-- INSTRUCTION --
Answer these questions using the abstract below:
1. Which lake did the study model, and in what country is it?
2. How many open-water seasons did the monitoring data cover?
3. What kind of weather came before the turbid storms?

-- PASSAGE GIVEN --
Start
ABSTRACT
Extreme weather events may be just as important as gradual trends for the long-term trajectories of ecosystems. For alpine lakes, which are exposed to both exacerbated atmospheric warming and intense episodic weather events, future conditions might not be appropriately forecast by only climate change trends, i.e. warming, if extreme events have the potential to deflect their thermal and metabolic states from their seasonal ranges. We used high-frequency monitoring data over three open-water seasons with a one-dimensional hydrodynamic model of the high-altitude Lake Muzelle (France) to show that rainstorms or windstorms, notwithstanding their intensity, did not trigger long-lasting consequences to the lake characteristics when light penetration into the lake was not modified. In contrast, storms associated with high turbidity input from the watershed ("turbid storms") strongly modified the lacustrine hydrodynamics and metabolism for the rest of the open-water season through reduced light penetration. The long-lasting effects of turbid storms were related to the inputs and in-lake persistence of very light glacial suspensoids from the watershed. The occurrence of the observed turbid storms was not related to the wind or rain intensities during the events. Instead, the turbid storms occurred after dry and atypically warm spells, i.e. meteorological conditions expected to be more frequent in this alpine region in the upcoming decades. Consequently, storm events, notwithstanding their intensity, are expected to strongly imprint the future ecological status of alpine lakes under climate warming.
End
-- ENTRIES --
Start
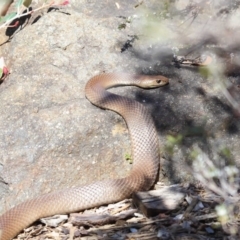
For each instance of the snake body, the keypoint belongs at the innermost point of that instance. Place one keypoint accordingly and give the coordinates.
(145, 152)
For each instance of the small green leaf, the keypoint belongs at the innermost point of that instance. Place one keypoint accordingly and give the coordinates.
(8, 17)
(27, 3)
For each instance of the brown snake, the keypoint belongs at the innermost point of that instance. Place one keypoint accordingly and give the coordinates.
(145, 152)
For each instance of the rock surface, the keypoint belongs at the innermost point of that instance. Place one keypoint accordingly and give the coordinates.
(51, 137)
End
-- SOLUTION BELOW --
1. Lake Muzelle, in France.
2. Three.
3. Dry and atypically warm spells.